Work to complete: Please transcribe, word for word, the line containing "Would you be" and every line after it through the end of the records below, and nothing else.

== == ==

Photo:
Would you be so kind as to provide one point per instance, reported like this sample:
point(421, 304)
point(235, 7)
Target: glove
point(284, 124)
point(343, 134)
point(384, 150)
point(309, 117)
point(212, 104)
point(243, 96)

== == ==

Output of the exercise:
Would you be so kind as to provide one point per instance, reported like this sample:
point(421, 304)
point(235, 7)
Target: glove
point(284, 124)
point(343, 134)
point(384, 150)
point(309, 117)
point(212, 104)
point(243, 96)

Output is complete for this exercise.